What to do:
Every entry in the listing below is to be output unchanged.

Data provided:
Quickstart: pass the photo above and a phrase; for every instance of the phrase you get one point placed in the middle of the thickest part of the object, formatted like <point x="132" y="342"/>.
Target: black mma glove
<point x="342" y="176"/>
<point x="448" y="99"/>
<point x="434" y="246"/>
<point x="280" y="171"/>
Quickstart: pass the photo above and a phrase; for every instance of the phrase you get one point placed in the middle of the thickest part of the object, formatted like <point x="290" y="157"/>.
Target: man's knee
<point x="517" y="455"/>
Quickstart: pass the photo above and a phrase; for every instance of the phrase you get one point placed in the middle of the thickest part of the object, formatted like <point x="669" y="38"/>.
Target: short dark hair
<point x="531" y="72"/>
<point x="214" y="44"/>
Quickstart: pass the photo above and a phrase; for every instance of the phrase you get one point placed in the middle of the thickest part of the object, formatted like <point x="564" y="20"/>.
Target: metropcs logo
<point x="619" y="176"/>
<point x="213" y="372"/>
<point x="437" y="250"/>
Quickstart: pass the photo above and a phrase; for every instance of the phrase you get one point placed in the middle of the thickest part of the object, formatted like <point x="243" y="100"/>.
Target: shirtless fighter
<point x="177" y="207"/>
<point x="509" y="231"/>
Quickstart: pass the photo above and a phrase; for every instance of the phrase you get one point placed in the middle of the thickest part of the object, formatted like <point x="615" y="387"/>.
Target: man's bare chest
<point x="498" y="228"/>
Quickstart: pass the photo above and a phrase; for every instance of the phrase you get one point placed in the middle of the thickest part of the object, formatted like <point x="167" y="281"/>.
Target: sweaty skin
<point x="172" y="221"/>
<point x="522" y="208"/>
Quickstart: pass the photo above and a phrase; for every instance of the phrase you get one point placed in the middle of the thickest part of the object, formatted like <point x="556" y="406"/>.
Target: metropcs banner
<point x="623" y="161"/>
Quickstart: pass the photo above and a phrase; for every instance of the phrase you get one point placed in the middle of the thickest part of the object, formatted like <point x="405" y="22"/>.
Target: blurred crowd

Answer space:
Quickstart: pass the photo above and a phrase; for every instance of the phrase you get one point placed in the middle of the thickest part of the object, formatted like <point x="132" y="342"/>.
Target: black mma glove
<point x="342" y="176"/>
<point x="448" y="99"/>
<point x="434" y="246"/>
<point x="280" y="171"/>
Quickstart: pass the photo above and a phrase; for every instance of the phrase you get one point placed in the middle of the thickest part of the object, formatted like <point x="290" y="157"/>.
Target: man's knee
<point x="517" y="455"/>
Quickstart: pass the photo above and a phrase; for every instance of the phrase you get one point placed in the middle of the thickest part of the object, formatted like <point x="669" y="38"/>.
Target: short dark hair
<point x="531" y="72"/>
<point x="214" y="44"/>
Quickstart: pass the photo above and a phrase; for every instance of the phrase you get one point placed in the middle of the thickest part of the object, formatted like <point x="564" y="20"/>.
Target: metropcs logo
<point x="619" y="176"/>
<point x="213" y="372"/>
<point x="437" y="250"/>
Quickstart: pass the photo above and a phrase; for every instance of the phrase you get one point placed in the middle of the thickest part of the object, formatted like <point x="243" y="100"/>.
Target: shirtless fighter
<point x="177" y="207"/>
<point x="509" y="231"/>
Quickstart: pass the photo above and a phrase; for every instance of the phrase you get one point placed in the middle of the thickest part of the object, formatted like <point x="615" y="387"/>.
Target: man's bare chest
<point x="498" y="228"/>
Quickstart: pass the photo above and a phrase; for every instance of the phrase you get one point placed in the middle of the thickest part of the object, formatted like <point x="167" y="281"/>.
Target: sweaty skin
<point x="172" y="221"/>
<point x="522" y="208"/>
Quickstart: pass the photo above and a phrase; for every instance of the phrase you get one point placed in the middle of the thickest part of the object, formatted like <point x="556" y="406"/>.
Target: metropcs banner
<point x="623" y="161"/>
Quickstart: pass the photo above and a phrase; for every instance of the phrase you get one point placed in the middle of the thickest part of the object, formatted like <point x="405" y="22"/>.
Target: blurred crowd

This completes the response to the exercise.